Report each line of the records where "garland" occurs.

- **Free-text object descriptions**:

:::

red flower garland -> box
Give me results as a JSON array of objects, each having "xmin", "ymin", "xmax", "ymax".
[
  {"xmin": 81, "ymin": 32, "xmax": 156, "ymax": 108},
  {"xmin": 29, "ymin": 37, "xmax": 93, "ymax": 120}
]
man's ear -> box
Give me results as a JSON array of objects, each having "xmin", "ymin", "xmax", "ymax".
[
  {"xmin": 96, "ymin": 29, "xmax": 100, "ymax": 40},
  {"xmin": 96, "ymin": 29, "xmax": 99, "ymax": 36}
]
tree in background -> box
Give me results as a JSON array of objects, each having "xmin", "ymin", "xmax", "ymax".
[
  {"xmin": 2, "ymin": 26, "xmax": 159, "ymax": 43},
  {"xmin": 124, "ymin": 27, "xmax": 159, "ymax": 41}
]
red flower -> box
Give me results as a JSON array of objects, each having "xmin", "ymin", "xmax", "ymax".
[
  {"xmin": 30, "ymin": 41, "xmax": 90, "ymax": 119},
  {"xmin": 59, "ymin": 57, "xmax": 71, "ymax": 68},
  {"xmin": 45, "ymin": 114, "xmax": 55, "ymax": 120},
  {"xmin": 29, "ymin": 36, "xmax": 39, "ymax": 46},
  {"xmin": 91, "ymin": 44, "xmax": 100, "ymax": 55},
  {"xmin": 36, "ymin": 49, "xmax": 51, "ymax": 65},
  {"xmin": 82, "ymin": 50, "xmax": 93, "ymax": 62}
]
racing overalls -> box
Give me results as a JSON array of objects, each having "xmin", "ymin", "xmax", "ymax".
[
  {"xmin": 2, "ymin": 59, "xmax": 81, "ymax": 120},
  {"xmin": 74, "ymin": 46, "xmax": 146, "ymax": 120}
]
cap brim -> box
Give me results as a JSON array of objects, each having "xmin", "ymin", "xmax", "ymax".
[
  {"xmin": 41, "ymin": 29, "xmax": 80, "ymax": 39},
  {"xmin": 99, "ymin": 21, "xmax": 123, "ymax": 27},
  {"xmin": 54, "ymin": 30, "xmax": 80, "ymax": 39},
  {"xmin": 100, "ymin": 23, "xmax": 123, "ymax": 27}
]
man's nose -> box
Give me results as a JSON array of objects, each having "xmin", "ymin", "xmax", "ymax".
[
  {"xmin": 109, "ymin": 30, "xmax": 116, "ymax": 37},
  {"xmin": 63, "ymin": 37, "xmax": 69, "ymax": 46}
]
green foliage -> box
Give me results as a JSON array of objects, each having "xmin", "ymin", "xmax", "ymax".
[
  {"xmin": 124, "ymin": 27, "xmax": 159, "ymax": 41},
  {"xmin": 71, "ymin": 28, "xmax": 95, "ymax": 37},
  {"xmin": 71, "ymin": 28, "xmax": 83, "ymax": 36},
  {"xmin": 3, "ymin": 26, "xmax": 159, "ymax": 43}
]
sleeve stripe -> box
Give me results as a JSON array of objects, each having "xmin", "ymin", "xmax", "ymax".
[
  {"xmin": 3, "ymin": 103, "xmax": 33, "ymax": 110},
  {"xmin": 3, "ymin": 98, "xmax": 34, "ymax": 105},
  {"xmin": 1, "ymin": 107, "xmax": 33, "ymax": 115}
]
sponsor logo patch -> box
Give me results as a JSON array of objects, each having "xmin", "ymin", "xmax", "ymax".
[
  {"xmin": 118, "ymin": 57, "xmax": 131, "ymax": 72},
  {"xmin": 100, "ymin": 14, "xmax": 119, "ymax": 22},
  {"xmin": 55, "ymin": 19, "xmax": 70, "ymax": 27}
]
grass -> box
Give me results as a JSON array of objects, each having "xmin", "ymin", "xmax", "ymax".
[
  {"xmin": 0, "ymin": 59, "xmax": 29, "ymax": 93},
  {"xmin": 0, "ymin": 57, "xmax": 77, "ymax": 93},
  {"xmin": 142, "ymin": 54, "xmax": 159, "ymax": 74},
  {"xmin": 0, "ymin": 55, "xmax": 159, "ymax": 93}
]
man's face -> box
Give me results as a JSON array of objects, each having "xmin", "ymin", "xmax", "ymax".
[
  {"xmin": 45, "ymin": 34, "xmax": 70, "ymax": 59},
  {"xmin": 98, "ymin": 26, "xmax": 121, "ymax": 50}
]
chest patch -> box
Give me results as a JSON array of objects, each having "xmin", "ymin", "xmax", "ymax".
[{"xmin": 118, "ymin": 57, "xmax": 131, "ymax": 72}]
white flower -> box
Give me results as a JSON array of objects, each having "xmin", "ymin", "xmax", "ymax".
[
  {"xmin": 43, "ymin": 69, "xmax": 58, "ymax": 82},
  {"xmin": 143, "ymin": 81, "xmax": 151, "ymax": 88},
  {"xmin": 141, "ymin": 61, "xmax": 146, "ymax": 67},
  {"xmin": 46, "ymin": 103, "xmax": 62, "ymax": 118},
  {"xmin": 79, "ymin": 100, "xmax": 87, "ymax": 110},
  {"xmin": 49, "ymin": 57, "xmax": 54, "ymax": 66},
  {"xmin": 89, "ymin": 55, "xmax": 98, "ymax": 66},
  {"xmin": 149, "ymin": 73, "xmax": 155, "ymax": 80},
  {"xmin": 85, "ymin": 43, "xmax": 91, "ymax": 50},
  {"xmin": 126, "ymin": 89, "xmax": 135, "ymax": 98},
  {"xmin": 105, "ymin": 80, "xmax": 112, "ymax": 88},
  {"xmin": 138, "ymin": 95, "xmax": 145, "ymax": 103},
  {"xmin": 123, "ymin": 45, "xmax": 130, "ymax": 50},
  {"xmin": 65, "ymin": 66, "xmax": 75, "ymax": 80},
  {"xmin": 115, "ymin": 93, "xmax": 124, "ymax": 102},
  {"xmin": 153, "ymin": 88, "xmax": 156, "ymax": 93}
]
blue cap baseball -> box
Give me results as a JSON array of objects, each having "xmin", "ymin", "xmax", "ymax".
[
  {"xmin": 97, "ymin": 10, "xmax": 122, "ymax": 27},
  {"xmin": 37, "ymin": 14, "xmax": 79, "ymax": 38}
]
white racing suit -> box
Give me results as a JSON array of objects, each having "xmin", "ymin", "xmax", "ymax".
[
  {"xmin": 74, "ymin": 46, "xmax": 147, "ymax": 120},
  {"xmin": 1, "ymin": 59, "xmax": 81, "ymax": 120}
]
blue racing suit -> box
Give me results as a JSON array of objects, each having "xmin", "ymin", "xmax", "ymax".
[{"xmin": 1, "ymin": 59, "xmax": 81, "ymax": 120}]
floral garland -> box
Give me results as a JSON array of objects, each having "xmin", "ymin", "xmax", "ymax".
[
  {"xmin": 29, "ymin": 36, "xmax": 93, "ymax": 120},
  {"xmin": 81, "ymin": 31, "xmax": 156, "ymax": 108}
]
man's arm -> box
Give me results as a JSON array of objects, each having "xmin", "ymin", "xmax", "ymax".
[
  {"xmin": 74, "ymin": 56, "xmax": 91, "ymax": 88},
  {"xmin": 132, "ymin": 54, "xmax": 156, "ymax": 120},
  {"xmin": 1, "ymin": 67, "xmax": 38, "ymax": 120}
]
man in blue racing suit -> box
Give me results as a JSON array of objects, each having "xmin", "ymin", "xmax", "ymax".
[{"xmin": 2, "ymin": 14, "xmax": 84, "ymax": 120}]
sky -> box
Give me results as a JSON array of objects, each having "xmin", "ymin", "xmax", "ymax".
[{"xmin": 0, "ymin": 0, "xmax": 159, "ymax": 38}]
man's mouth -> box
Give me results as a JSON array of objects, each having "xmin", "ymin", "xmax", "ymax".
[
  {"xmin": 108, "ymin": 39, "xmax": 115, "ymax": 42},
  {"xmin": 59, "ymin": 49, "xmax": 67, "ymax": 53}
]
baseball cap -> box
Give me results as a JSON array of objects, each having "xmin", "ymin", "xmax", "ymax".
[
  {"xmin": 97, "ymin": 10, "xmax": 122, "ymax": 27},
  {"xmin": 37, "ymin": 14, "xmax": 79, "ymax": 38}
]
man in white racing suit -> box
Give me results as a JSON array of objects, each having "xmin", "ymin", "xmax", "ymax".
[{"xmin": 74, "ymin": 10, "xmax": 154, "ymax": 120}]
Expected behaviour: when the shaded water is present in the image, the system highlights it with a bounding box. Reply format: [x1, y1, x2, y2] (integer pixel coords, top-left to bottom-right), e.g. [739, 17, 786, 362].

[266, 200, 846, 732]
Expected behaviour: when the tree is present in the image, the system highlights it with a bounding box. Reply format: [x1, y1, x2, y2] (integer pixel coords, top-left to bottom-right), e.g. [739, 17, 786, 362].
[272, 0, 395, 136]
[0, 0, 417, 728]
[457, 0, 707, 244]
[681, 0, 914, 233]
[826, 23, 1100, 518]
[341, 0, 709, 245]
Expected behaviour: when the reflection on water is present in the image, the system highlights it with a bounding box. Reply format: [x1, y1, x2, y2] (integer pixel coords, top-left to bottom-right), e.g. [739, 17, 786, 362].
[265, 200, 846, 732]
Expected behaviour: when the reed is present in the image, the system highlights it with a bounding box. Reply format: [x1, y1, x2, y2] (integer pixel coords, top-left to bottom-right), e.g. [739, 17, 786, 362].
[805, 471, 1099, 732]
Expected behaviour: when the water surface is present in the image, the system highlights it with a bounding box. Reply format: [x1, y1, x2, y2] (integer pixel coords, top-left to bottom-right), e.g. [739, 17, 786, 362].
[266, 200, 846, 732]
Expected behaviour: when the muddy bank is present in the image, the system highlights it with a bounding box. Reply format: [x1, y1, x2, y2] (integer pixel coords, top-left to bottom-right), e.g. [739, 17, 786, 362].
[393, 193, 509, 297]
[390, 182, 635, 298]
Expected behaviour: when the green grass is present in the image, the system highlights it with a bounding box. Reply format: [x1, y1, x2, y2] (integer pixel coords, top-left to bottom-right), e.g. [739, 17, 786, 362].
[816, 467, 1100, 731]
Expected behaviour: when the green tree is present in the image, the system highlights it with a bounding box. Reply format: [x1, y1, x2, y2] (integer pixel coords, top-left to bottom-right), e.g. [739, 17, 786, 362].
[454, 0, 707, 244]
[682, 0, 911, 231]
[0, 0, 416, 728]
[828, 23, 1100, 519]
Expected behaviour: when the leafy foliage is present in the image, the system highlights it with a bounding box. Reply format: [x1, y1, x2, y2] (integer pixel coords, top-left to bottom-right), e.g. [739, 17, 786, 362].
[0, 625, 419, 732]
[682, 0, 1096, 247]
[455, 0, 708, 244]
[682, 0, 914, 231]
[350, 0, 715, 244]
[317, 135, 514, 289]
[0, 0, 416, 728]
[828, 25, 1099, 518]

:::

- **TASK OUTPUT**:
red flower garland -> box
floral garland -> box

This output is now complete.